_Brief_
Exactly the lines from the opening of the data through the line containing "box: [0, 959, 426, 1200]" should be reproduced, please, with nothing added.

[Stored data]
==========
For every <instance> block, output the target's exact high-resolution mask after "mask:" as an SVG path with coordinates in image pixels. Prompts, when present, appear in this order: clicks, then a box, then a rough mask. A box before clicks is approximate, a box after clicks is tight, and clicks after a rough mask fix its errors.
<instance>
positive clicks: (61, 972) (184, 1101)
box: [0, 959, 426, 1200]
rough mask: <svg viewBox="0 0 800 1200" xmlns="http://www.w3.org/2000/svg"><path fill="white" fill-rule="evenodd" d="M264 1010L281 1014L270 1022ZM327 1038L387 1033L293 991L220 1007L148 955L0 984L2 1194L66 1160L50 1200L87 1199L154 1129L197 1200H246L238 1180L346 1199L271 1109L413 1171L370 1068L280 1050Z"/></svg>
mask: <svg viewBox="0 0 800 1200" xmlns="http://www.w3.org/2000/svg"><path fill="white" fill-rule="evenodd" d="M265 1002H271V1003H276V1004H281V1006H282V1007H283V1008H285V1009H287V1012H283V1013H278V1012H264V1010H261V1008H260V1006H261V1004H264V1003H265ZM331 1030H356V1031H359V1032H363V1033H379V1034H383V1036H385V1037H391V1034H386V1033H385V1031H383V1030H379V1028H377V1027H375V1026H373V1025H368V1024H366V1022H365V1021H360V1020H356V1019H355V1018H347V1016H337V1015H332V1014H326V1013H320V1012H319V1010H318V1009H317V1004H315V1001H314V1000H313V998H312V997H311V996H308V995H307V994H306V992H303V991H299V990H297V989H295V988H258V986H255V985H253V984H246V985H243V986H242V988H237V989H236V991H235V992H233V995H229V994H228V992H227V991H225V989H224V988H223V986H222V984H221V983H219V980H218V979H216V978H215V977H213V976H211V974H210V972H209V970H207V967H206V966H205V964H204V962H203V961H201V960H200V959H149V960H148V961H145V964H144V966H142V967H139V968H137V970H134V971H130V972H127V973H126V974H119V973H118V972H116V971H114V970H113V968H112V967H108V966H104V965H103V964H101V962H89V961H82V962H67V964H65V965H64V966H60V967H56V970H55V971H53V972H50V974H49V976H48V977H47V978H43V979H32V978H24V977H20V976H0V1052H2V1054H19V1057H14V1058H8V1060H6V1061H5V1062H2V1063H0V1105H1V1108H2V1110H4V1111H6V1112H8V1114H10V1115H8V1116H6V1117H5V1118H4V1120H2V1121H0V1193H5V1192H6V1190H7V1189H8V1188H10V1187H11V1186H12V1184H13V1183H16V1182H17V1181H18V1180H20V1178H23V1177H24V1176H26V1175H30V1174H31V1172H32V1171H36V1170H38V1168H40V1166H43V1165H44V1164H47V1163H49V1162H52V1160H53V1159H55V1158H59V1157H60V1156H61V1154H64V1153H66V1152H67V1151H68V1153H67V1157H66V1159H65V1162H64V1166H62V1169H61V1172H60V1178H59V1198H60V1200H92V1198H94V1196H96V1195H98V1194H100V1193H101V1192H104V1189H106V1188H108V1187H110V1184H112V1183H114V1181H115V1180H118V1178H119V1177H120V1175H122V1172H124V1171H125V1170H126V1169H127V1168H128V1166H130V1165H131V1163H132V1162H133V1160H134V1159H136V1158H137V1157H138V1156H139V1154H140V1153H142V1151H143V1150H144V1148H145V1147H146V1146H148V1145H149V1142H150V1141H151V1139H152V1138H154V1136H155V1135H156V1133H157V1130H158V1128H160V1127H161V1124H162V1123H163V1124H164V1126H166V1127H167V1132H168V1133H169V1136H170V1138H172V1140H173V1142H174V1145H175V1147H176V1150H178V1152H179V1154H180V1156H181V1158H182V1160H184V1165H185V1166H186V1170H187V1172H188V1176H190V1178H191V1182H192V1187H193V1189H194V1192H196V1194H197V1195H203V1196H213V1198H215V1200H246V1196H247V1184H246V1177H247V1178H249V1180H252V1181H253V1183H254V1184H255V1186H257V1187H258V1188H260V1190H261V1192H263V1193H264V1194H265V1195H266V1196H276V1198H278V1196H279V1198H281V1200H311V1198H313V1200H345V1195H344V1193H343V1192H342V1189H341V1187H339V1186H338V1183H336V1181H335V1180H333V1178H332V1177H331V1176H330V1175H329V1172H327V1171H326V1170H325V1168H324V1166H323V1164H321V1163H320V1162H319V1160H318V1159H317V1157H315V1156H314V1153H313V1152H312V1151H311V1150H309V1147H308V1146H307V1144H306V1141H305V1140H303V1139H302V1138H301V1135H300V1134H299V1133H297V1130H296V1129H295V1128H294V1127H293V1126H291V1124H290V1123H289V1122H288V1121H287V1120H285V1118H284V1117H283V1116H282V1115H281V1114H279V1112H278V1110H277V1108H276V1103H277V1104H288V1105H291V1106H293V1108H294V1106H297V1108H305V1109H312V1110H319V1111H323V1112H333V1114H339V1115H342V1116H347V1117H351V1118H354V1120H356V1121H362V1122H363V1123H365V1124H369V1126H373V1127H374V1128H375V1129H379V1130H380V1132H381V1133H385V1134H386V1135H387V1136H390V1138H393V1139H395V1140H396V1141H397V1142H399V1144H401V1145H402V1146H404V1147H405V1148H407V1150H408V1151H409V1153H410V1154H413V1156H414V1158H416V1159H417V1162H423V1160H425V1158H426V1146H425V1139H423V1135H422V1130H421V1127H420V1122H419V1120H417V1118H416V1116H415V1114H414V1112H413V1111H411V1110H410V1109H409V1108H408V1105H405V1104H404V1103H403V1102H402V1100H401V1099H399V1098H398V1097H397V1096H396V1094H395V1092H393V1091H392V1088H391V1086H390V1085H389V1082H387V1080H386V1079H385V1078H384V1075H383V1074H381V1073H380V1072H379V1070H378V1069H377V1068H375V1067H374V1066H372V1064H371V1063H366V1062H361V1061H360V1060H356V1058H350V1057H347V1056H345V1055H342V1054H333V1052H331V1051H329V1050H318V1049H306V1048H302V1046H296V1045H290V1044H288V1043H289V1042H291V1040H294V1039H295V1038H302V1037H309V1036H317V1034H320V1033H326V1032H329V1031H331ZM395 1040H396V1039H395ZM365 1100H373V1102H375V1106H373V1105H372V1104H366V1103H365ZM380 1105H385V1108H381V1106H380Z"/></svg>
==========
_Response below_
For every <instance> block, output the target's exact high-resolution mask after "mask:" as an SVG path with coordinates in image pixels. Prompts, when present, appear in this order: clicks, then a box, then a rough mask. A box before clicks is approximate, a box after clicks is tight, and clicks after a rough mask fix its errors.
<instance>
positive clicks: (61, 972) (184, 1101)
box: [0, 959, 426, 1200]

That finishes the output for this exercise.